■ Source
※ ※ ※

There’s a practical angle too. Every DAW ships with synthesizers. Every plugin bundle includes them. If you produce any kind of electronic or electronic-adjacent music, synthesis is the raw material of your palette. Drums, basses, pads, leads, textures, effects — all of it comes down to generating waveforms and processing them. The more you understand about what’s happening under the hood, the faster you work and the more distinctive your sounds become.

A Brief History: From Telharmonium to VCV Rack

The idea of generating musical tones with electricity is older than most people think. Thaddeus Cahill built the Telharmonium in 1897 — a 200-ton machine that generated tones using spinning electromagnetic wheels and transmitted them over telephone lines. It was additive synthesis, technically. Each wheel produced a sine tone at a specific harmonic, and combining wheels at different volumes produced different timbres. The concept was sound. The execution weighed seven railroad cars.

The next fifty years produced a series of increasingly practical electronic instruments. The Theremin (1920s), the Ondes Martenot (1928), the Hammond organ (1935) — all exploring different ways to generate and control electronic sound. But the modern synthesizer, the thing most people picture when they hear the word, traces back to the 1960s.

Robert Moog and Don Buchla, working independently on opposite coasts, both built modular synthesizers that used voltage control. Moog’s approach (East Coast synthesis) emphasized a keyboard interface, subtractive filtering, and familiar musical structures. Buchla’s approach (West Coast) emphasized touch plates, wavefolding, and more experimental tonal territory. Both were modular: separate function blocks connected by patch cables, with each module’s behavior controlled by voltage signals from other modules.

From there, the timeline compresses. The Minimoog (1970) put a synthesizer in a portable box with a fixed signal path — no patch cables. Yamaha’s DX7 (1983) brought digital FM synthesis to the mass market. Samplers, wavetable synths, virtual analog, granular engines, physical modeling — each decade added new methods, but every one of them still reduces to the same underlying operations: generate a waveform, shape its spectrum, control its amplitude, and modulate the whole thing over time.

※ ※ ※

■ Data listing
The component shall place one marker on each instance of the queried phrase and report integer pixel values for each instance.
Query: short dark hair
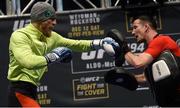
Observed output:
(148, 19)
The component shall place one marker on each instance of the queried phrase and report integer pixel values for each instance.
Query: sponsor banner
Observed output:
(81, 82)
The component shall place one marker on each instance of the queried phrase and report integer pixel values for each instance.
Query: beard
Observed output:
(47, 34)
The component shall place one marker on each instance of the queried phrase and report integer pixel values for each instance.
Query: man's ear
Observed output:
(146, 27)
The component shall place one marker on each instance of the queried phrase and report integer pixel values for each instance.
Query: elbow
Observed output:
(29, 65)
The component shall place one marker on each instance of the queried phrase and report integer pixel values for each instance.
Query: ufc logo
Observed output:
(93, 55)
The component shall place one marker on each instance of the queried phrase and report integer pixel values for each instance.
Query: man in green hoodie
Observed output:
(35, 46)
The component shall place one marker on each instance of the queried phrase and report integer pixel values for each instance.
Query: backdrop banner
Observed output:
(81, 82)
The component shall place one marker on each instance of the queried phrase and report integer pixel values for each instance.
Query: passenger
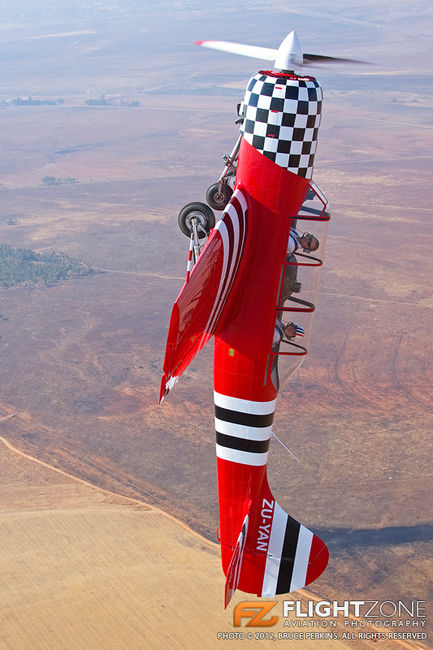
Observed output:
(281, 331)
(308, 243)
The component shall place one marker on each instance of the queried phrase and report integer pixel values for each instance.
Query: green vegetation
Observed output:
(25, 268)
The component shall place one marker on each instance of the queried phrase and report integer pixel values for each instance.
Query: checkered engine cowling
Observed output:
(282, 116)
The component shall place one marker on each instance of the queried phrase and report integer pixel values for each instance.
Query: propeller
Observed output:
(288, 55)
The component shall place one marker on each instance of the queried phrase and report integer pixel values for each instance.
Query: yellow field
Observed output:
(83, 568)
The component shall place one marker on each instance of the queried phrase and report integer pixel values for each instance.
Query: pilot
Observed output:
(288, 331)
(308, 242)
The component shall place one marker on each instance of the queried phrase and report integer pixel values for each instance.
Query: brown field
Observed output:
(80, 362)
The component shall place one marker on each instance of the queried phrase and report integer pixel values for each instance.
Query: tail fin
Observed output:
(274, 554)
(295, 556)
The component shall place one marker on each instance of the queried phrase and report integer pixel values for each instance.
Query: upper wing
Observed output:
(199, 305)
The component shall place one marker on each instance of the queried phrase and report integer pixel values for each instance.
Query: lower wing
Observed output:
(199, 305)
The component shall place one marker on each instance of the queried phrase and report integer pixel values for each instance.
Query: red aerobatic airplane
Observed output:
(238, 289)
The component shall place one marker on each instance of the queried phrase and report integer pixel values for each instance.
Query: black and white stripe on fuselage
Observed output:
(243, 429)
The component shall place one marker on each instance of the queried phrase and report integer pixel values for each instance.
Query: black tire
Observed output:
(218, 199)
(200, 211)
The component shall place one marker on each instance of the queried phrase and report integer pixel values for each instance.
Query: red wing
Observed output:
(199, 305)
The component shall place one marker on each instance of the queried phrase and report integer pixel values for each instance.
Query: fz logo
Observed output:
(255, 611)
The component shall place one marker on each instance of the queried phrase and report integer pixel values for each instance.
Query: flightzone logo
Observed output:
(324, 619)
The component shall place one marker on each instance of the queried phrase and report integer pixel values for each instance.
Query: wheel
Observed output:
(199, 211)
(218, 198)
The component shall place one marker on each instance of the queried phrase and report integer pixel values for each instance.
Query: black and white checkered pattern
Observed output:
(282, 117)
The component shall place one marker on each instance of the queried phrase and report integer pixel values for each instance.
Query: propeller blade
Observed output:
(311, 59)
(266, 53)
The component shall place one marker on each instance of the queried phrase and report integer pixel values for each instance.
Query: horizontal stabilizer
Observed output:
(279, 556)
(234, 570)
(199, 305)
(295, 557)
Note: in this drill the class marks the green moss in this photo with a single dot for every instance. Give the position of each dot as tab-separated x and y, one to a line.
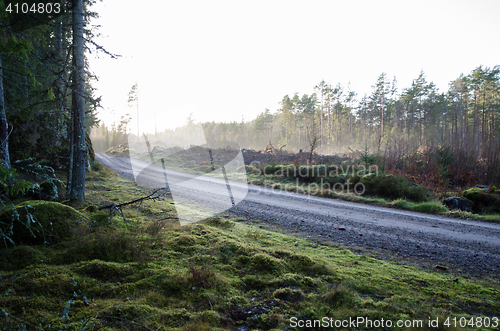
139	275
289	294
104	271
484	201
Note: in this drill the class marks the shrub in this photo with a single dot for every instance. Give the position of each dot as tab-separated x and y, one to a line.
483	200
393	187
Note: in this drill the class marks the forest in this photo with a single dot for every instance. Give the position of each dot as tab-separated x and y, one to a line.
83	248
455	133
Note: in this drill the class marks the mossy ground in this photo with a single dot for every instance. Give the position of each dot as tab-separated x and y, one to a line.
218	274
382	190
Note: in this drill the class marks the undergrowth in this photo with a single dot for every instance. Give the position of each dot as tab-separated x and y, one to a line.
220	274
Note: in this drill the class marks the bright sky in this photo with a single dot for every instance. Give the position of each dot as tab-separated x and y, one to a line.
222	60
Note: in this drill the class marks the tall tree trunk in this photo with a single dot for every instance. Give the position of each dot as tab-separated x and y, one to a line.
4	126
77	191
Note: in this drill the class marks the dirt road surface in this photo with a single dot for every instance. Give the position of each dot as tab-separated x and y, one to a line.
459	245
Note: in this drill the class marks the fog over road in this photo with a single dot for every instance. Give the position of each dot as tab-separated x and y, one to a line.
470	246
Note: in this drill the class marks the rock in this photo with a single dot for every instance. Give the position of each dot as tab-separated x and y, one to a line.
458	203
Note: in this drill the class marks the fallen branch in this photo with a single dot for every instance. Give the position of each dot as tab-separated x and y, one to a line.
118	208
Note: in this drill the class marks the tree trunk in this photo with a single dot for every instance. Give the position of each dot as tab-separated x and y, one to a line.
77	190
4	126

※ ※ ※

■ Problems to work on
- 1) Why does the synthesis history text say the Telharmonium was technically additive synthesis? Answer in one to three sentences.
- 2) Transcribe the part of the synthesis history text that opens with the words containing "From there, the" and closes with "thing over time.".

■ Exercise answers
- 1) Each of its spinning electromagnetic wheels produced a sine tone at a specific harmonic. Combining wheels at different volumes produced different timbres.

- 2)
From there, the timeline compresses. The Minimoog (1970) put a synthesizer in a portable box with a fixed signal path — no patch cables. Yamaha’s DX7 (1983) brought digital FM synthesis to the mass market. Samplers, wavetable synths, virtual analog, granular engines, physical modeling — each decade added new methods, but every one of them still reduces to the same underlying operations: generate a waveform, shape its spectrum, control its amplitude, and modulate the whole thing over time.